Passage shown:
# # # # #

7.4 Identifying determinants of LU change in CMAs
7.4.1 Damage to LUP by coal mining in India
India documents a very long history of coal mining. The
first attempt of coal mining in India dates back to 1774 (Gee, 1932) and the
first consignment of 92.9 tonnes of coal was brought to Calcutta (presently
Kolkata) from Raniganj in September, 1775. Indian coal was used in railways
in 1855, when the section between Howrah and Raniganj covering a distance of
about 260 km was opened. At that time Raniganj coalfield (RCF) was the only
producer of coal in India and the production rate was very low. In 1857 the
production was 50.5 tonnes. With the expansion of industries and railways, demand
for coal went on increasing, and exploitation started in the other coalfields
like Jharia, Ramgarh, Bokaro etc. and the coal production in India started increasing.
The production from RCF was 217 tones per year in 1858 and 6000 tones per year
in 1929-30 (Chakraborty & Singh, 1989).
The first mine fire and subsidence in Raniganj coalfield RCF was reported in
1864-65 (Prasad et al., 1984) gradually such incidences also started increasing.

# # # # #

Records from a dataset:
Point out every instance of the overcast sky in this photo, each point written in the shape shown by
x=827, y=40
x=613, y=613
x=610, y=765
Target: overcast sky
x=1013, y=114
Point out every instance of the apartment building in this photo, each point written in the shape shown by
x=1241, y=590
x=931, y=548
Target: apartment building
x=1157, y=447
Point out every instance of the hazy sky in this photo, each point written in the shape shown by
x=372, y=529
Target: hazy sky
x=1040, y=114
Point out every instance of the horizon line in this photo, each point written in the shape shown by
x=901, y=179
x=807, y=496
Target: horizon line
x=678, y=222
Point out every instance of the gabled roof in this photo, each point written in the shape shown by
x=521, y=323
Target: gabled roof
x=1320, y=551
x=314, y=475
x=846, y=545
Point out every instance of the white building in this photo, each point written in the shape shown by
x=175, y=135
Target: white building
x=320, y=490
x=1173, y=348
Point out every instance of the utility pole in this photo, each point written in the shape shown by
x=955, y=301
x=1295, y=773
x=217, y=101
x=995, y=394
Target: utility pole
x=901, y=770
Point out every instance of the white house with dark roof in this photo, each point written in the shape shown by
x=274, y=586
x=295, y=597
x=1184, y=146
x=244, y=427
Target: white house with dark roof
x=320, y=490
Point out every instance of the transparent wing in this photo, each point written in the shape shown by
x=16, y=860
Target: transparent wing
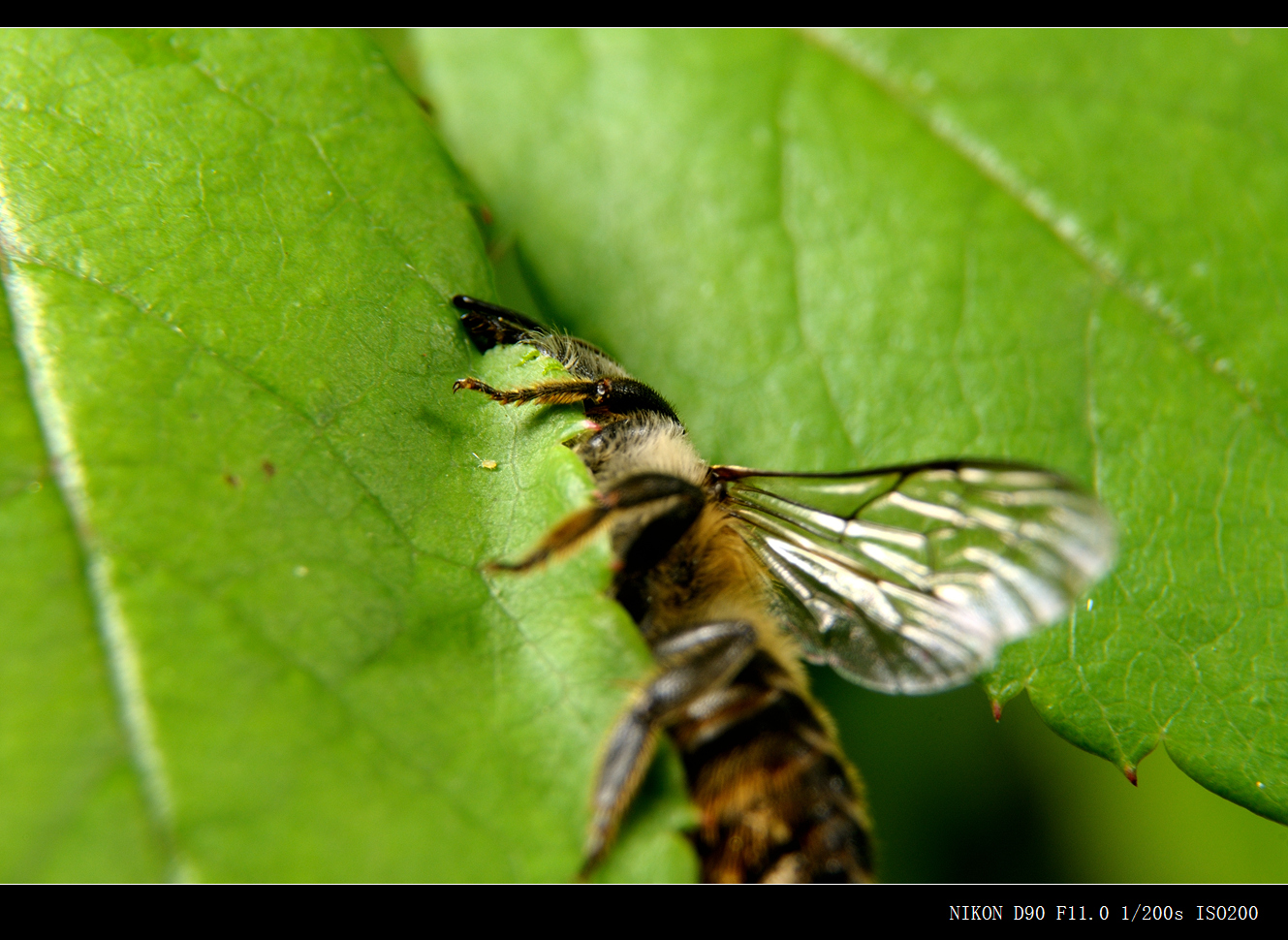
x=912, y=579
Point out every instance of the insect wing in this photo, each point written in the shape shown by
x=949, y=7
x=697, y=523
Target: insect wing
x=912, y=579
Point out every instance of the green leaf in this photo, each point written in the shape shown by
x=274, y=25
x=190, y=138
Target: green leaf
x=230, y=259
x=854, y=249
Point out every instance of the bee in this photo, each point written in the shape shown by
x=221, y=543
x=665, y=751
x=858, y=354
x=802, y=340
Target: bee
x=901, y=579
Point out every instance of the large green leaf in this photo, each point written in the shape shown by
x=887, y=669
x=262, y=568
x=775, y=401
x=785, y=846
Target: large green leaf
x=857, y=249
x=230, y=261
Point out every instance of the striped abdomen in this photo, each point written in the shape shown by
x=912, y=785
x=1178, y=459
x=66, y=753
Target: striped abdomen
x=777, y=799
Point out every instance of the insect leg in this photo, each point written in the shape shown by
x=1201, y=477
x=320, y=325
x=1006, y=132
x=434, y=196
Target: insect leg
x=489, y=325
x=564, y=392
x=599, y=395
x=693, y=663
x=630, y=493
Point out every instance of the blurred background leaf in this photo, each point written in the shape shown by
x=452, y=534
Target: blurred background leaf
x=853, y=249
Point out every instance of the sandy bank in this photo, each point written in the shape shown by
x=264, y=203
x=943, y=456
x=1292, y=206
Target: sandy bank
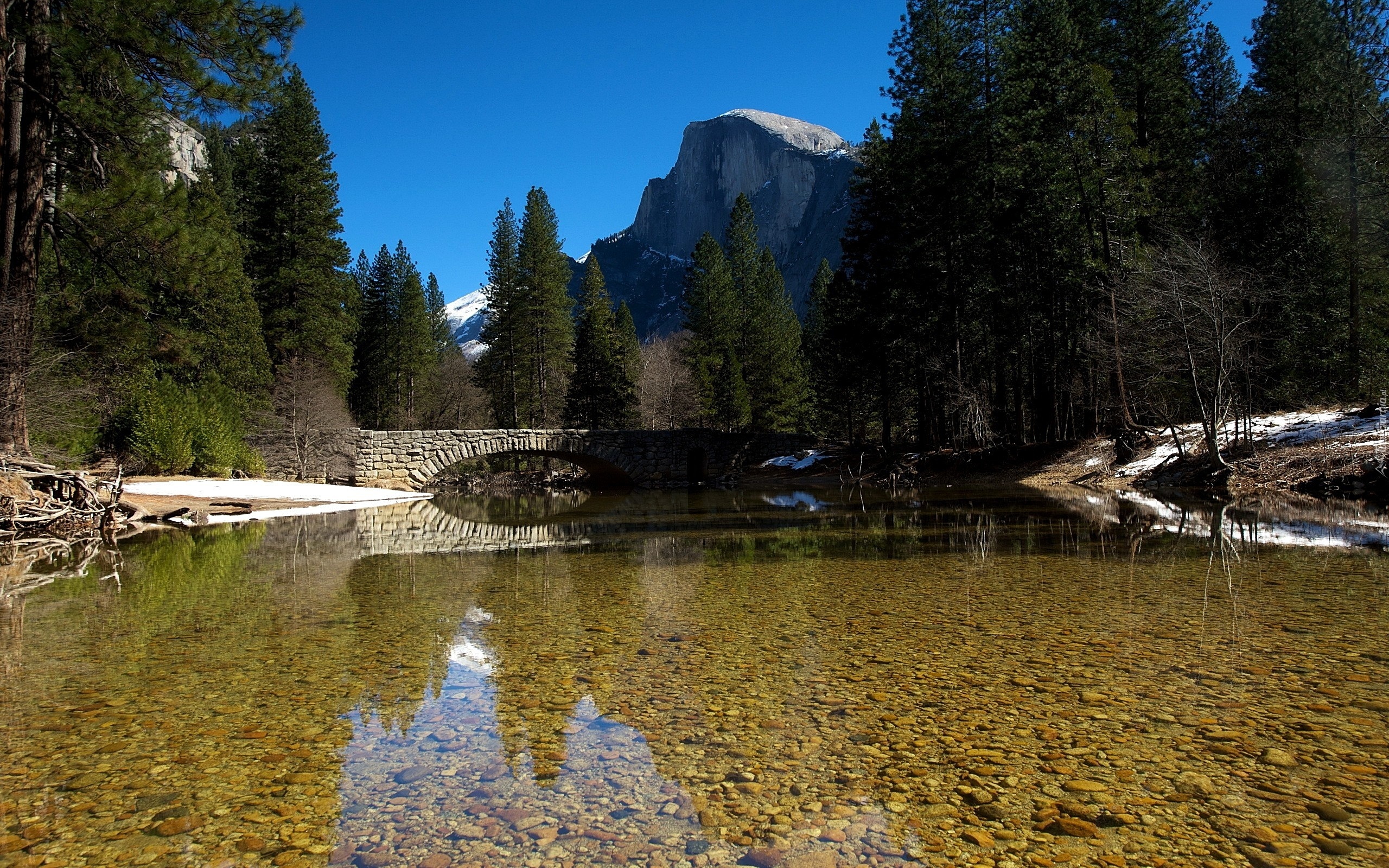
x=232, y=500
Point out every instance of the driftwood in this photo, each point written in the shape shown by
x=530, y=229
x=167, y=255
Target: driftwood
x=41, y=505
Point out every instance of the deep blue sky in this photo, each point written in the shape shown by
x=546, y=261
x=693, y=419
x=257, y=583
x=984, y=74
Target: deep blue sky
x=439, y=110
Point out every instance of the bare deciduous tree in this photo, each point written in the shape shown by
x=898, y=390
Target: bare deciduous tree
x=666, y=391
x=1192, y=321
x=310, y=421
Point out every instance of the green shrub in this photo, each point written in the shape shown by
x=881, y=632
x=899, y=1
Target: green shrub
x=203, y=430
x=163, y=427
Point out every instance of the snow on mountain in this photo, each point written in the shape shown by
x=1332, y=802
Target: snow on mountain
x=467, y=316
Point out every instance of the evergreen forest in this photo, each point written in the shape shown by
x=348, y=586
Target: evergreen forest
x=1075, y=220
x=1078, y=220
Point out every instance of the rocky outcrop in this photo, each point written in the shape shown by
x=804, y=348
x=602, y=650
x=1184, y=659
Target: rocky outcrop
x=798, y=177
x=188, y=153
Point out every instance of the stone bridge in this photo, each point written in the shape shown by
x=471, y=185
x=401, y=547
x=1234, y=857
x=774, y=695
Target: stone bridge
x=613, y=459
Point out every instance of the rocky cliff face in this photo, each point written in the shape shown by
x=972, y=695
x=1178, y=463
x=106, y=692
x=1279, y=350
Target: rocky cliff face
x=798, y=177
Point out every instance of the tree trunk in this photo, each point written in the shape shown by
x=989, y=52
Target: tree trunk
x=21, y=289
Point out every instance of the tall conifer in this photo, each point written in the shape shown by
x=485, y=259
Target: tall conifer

# # # # #

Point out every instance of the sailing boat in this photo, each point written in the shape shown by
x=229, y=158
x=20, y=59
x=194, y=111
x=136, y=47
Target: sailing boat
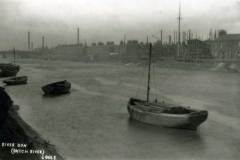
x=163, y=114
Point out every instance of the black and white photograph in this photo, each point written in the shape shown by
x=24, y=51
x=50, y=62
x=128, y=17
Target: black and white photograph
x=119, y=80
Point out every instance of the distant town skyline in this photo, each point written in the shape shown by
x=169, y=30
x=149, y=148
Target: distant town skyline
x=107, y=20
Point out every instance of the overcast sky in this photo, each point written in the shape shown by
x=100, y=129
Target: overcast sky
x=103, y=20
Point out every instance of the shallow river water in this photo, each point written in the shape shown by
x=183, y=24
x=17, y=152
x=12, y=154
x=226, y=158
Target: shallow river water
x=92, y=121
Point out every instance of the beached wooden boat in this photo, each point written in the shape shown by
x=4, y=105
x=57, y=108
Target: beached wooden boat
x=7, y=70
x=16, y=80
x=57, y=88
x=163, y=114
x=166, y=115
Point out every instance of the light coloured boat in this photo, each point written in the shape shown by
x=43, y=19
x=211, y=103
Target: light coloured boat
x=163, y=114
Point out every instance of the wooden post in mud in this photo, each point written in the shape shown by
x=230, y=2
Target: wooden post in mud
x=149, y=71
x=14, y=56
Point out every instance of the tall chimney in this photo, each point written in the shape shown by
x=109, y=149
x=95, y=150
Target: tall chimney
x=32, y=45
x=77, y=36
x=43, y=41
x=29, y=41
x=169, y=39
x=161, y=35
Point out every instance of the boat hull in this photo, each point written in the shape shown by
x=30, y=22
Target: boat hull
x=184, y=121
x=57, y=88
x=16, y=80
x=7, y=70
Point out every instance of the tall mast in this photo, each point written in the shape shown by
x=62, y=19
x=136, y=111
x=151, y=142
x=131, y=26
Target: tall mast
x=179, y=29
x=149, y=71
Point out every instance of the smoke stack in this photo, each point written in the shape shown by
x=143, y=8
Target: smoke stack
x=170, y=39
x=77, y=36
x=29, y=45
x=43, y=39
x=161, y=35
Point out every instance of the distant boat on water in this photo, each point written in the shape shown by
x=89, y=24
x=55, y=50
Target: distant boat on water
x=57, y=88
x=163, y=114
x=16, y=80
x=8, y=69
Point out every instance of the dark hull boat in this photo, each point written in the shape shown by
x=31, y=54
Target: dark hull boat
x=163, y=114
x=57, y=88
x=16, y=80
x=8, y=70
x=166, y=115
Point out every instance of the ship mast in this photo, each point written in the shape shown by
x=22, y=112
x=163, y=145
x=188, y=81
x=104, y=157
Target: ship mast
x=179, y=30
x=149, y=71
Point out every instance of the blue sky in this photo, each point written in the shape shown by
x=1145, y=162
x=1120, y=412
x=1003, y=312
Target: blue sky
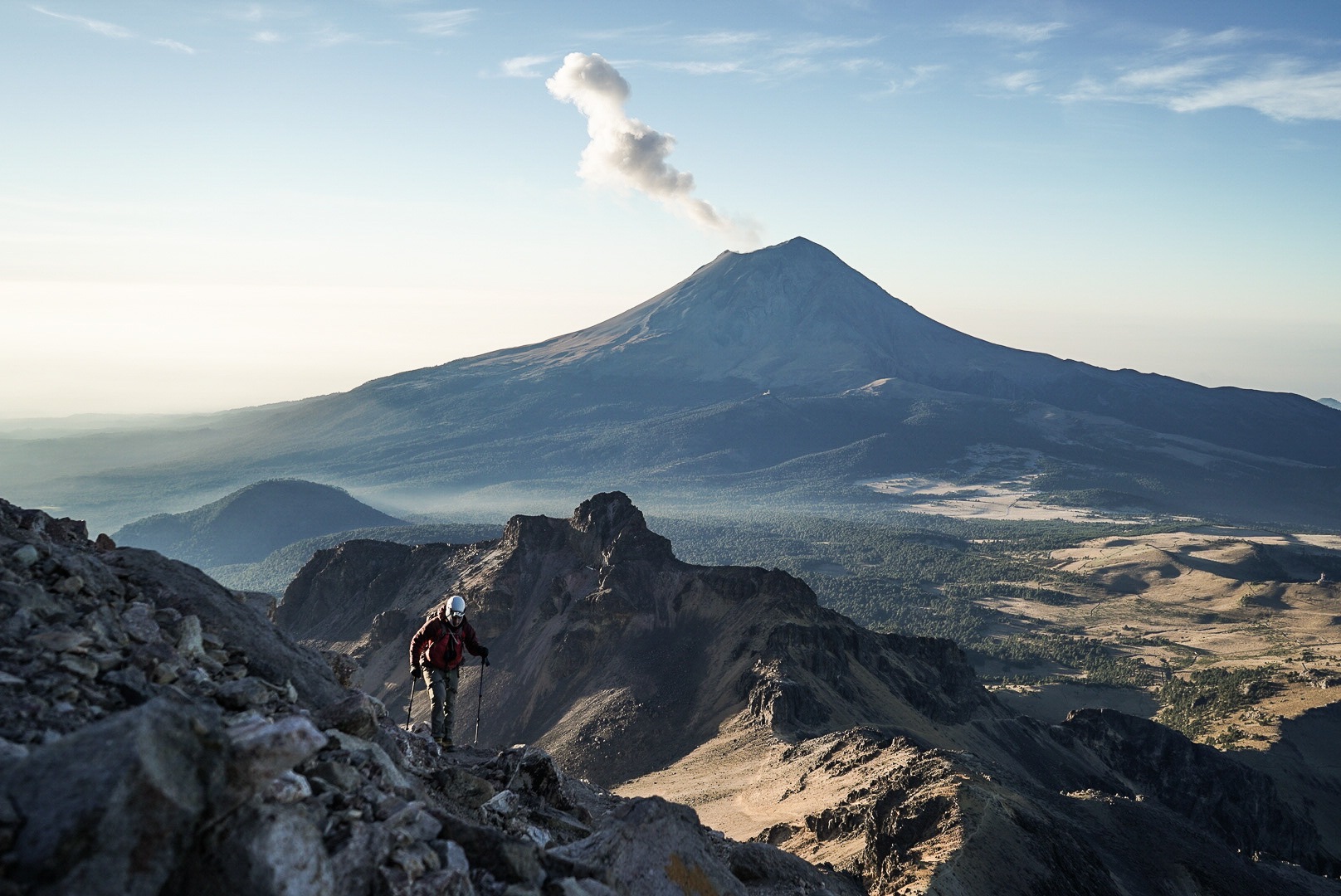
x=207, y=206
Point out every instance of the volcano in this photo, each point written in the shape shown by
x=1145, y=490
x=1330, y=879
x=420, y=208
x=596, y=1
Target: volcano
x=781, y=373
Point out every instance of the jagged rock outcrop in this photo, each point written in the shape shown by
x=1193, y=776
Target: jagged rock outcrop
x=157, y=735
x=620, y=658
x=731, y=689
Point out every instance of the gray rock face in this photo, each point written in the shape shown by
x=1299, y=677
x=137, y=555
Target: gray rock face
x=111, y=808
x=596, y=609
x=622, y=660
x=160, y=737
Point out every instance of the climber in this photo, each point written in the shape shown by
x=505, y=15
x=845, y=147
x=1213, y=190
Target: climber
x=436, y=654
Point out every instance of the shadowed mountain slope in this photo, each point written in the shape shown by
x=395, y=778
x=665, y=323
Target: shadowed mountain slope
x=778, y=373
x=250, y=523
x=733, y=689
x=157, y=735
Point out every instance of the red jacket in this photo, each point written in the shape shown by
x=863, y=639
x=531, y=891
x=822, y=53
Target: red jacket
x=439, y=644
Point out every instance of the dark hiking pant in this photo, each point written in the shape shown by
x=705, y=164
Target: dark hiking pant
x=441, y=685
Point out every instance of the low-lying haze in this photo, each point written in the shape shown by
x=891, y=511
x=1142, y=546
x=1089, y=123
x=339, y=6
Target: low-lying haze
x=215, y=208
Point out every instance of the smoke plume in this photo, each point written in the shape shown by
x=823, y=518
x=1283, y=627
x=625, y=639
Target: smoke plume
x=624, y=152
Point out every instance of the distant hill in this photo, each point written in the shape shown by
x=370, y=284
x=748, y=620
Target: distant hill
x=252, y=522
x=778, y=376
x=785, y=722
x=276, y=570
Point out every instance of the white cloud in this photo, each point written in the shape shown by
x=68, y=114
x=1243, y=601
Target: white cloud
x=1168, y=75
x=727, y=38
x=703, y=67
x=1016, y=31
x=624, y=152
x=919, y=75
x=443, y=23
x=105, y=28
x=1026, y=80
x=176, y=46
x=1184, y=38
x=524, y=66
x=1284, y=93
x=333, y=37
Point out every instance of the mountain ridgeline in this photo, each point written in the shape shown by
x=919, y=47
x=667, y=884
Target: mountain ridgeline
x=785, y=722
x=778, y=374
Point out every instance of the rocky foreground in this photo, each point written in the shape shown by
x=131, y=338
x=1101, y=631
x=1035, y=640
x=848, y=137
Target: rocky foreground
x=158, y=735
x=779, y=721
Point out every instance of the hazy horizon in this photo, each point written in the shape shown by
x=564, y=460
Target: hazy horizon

# # # # #

What to produce: Reproduce the stretch of the coal mining passage from "The production from" through "also started increasing.".

Solution for this exercise:
The production from RCF was 217 tones per year in 1858 and 6000 tones per year
in 1929-30 (Chakraborty & Singh, 1989).
The first mine fire and subsidence in Raniganj coalfield RCF was reported in
1864-65 (Prasad et al., 1984) gradually such incidences also started increasing.